— Stored entries —
+ + + +

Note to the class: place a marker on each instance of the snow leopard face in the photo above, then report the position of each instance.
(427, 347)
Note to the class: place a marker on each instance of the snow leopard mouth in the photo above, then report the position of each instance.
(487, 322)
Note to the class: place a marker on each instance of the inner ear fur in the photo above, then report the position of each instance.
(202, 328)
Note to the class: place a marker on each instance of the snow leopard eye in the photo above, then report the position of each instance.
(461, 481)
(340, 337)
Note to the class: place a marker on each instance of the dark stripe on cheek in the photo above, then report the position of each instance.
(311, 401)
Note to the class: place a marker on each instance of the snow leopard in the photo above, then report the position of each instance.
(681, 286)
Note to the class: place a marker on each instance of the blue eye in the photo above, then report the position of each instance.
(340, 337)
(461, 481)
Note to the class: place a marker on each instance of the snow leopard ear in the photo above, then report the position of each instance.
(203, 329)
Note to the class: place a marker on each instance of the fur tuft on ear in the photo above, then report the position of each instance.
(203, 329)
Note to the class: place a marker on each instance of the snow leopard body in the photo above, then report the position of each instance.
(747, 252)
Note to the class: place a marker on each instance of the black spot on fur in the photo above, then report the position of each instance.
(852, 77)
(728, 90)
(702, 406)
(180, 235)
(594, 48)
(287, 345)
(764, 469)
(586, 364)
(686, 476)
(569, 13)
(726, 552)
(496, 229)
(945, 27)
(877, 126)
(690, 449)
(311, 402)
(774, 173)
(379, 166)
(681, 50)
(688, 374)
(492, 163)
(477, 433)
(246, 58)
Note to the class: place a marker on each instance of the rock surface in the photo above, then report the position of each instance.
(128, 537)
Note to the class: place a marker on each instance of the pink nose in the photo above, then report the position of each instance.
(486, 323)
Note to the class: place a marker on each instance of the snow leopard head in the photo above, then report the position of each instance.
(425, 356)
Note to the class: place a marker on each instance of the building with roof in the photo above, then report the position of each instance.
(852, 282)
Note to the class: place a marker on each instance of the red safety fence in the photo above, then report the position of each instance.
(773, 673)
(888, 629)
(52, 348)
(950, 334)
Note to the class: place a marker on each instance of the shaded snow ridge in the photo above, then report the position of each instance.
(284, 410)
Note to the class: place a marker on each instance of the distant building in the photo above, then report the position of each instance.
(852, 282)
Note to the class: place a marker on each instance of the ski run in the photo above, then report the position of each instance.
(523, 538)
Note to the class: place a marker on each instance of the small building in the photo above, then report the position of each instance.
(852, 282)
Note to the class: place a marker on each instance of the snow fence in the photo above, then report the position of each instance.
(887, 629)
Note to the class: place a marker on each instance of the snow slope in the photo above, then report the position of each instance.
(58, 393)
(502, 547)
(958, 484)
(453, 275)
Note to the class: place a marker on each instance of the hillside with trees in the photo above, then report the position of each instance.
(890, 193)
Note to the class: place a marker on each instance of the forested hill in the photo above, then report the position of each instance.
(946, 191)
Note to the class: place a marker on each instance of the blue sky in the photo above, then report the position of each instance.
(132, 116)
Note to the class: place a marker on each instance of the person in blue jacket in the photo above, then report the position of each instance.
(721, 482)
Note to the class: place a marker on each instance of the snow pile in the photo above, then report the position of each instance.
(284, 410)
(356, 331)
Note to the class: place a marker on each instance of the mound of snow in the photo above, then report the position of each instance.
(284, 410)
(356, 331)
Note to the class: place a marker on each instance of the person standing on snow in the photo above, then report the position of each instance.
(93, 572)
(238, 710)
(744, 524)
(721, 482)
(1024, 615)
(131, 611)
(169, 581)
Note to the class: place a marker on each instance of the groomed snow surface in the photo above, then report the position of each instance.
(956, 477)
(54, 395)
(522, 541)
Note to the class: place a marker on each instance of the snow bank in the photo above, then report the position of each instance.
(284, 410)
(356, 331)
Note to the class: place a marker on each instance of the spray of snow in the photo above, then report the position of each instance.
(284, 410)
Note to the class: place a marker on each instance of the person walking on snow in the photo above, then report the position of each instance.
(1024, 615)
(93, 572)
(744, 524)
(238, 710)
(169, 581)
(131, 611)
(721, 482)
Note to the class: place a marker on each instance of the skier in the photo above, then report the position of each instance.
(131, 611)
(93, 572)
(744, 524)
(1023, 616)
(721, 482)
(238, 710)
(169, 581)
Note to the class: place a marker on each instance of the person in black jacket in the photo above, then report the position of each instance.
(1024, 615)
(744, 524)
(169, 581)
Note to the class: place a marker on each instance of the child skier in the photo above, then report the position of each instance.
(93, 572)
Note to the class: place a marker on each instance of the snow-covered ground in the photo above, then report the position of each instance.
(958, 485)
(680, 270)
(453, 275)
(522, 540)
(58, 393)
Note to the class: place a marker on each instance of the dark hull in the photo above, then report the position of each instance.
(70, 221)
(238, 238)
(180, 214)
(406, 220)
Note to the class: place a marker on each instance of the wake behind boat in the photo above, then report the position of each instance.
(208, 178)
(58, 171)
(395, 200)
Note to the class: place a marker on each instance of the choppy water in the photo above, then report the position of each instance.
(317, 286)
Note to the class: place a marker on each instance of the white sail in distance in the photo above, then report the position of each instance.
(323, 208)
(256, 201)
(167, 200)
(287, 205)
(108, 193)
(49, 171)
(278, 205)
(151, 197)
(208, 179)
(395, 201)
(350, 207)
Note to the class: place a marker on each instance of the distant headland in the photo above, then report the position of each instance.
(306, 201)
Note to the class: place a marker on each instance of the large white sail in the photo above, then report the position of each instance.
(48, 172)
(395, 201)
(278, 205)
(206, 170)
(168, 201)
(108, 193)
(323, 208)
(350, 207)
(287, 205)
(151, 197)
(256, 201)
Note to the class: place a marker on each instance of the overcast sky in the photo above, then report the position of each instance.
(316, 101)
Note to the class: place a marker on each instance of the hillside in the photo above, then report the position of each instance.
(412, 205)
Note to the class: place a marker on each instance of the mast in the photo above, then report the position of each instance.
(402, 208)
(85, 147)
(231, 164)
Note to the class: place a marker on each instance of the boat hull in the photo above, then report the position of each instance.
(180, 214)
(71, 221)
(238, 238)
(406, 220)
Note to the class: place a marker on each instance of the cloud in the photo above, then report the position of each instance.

+ + + +

— Problem statement —
Once you have read the records above, set every one of them down again exactly.

— Response area —
Note to the class: place a marker on each instance of the snow leopard face in the photo above, then report the position of each instance.
(427, 347)
Note to the class: place a marker on each instance of the snow leopard mouth in the photo above, then report the position of each instance.
(487, 322)
Note to the class: place a marker on each instance of the inner ear fur in the photo above, then report the position of each instance.
(202, 328)
Note to the class: place a marker on each instance of the snow leopard eye in the photo above, then report the position of each instance.
(461, 481)
(340, 337)
Note to the class: place a marker on each instance of the dark stripe on cheek in the photo above, then report the position of each instance.
(311, 401)
Note to the class: place a marker on each instance of the snow leopard in the photo above, then report the position of each instance.
(681, 286)
Note to the class: place a marker on each instance of the blue eye in the photo above, then report the position of each instance.
(340, 337)
(461, 481)
Note to the class: place a marker on each instance of the snow leopard ear in the photo above, then report the position of each instance.
(203, 329)
Note to the class: place a marker on each instance of the fur tuft on ear in the photo above, then report the position of each instance.
(203, 329)
Note to the class: place a marker on each instance of the snow leopard body in the photo above, then report the position of each instance.
(747, 252)
Note to the class: place a marker on each instance of the black spot on fur in the photo above, then report the position of each instance.
(852, 77)
(728, 90)
(702, 406)
(180, 235)
(594, 48)
(287, 345)
(764, 469)
(586, 364)
(686, 476)
(569, 13)
(726, 552)
(496, 229)
(945, 27)
(877, 126)
(690, 449)
(311, 402)
(774, 173)
(379, 166)
(681, 50)
(688, 374)
(492, 163)
(477, 433)
(246, 58)
Note to the class: place a marker on each instance of the rock surface in the photo above, then report the position of each instance.
(128, 537)
Note to the class: place a marker on each instance of the pink nose in the photo above, then report the position of each instance.
(486, 323)
Note to the class: place a marker on each instance of the snow leopard head in the photo above, then report the position of each instance.
(425, 356)
Note to the class: place a marker on each instance of the building with roof in the photo above, then report the position of each instance.
(852, 282)
Note to the class: place a marker on each instance of the red safety fence in the photo above, then report the position of each instance.
(773, 673)
(888, 629)
(52, 348)
(950, 334)
Note to the class: place a marker on each instance of the shaded snow ridge in the photo above, then report the position of each instance.
(284, 410)
Note to the class: place a marker on each instance of the distant building in the photo above, then report the position of each instance.
(852, 282)
Note to the class: place a marker on each instance of the ski run in the photo above, then report the position of each instance.
(523, 538)
Note to the class: place a marker on each instance of the small building in the photo above, then report the position of each instance.
(852, 282)
Note to the class: place a marker on each instance of the snow fence in the photo above, then report the position of each instance.
(887, 629)
Note to the class: place a marker on each instance of the snow slope in the photo above, then report the position of each instance.
(58, 393)
(502, 547)
(958, 484)
(453, 275)
Note to the class: place a marker on each instance of the hillside with trees in the photo above, then report the position of each instance.
(890, 193)
Note to the class: place a marker on each instance of the forested hill in the photo above, then report the position of each instance.
(946, 191)
Note to the class: place a marker on each instance of the blue sky in the photo above, then report the position of each instance.
(132, 116)
Note to the class: place a marker on each instance of the person in blue jacket in the photo above, then report the position of each instance.
(721, 482)
Note to the class: place a marker on each instance of the snow pile in the photo above, then report the position of each instance.
(284, 410)
(356, 331)
Note to the class: place a marker on each instance of the mound of snow in the photo above, then report the position of each instance.
(284, 410)
(356, 331)
Note to the class: place a marker on each instance of the person standing on snow in the photo above, then report the position of each instance.
(93, 572)
(238, 710)
(744, 524)
(721, 482)
(1024, 615)
(131, 611)
(169, 581)
Note to the class: place a marker on each instance of the groomed snow surface in the photo above, then report the position of each instance.
(956, 477)
(54, 395)
(522, 541)
Note to the class: place a marker on each instance of the snow bank in the photo above, then report the position of each instance.
(284, 410)
(356, 331)
Note to the class: place a marker on each instance of the spray of snow in the photo above, then report the position of each instance.
(284, 410)
Note to the class: place a marker on each instance of the person walking on snow in the photo above, then report the position of each instance.
(1024, 615)
(93, 572)
(744, 524)
(238, 710)
(169, 581)
(131, 611)
(721, 482)
Note to the class: place a marker on each instance of the skier in the photo above, then report the position of each instance.
(131, 611)
(93, 572)
(744, 524)
(1023, 616)
(721, 482)
(238, 710)
(169, 581)
Note to the class: place a marker on each instance of the person in black jacket in the photo above, then report the position of each instance.
(1024, 615)
(744, 524)
(169, 581)
Note to the class: place a marker on each instance of the child skier in the photo above, then report the position of each instance.
(93, 572)
Note to the class: place a marker on each instance of the snow-covered ground in the photo above, then report the position of each instance.
(958, 485)
(680, 270)
(453, 275)
(522, 540)
(58, 393)
Note to the class: place a marker on each instance of the dark hull in the photo above, then report the position of each instance.
(70, 221)
(238, 238)
(180, 214)
(406, 220)
Note to the class: place a marker on each instance of the wake behind boat in the photo above, then report the position of each instance.
(208, 178)
(58, 171)
(395, 200)
Note to the class: place a marker on each instance of the choppy water in the photo above, then report the position of each instance.
(317, 286)
Note to the class: place a marker on each instance of the white sail in distance in the photo above, then report the position of each instance.
(323, 208)
(256, 201)
(167, 200)
(287, 205)
(108, 193)
(49, 171)
(278, 205)
(151, 197)
(208, 179)
(395, 201)
(350, 207)
Note to the class: place a marker on each instance of the distant headland in the photo above, then report the position of each instance.
(306, 201)
Note to the class: place a marker on each instance of the large white sail in the photo above, then report the position of each instance.
(48, 172)
(395, 201)
(278, 205)
(206, 170)
(168, 201)
(108, 193)
(323, 208)
(350, 207)
(287, 205)
(151, 197)
(256, 201)
Note to the class: place a marker on each instance of the overcast sky in the photo above, then report the position of each instance.
(316, 101)
Note to the class: place a marker on each instance of the hillside in the photo above, then report the position of each instance.
(412, 205)
Note to the class: place a marker on each instance of the mast in the photo above, then report the position of each instance.
(402, 208)
(85, 147)
(231, 164)
Note to the class: place a marker on each instance of the boat hull in the photo above, then report the position of each instance.
(180, 214)
(71, 221)
(238, 238)
(406, 220)
Note to the class: place a marker on each instance of the cloud in the photo above, then report the position of each instance.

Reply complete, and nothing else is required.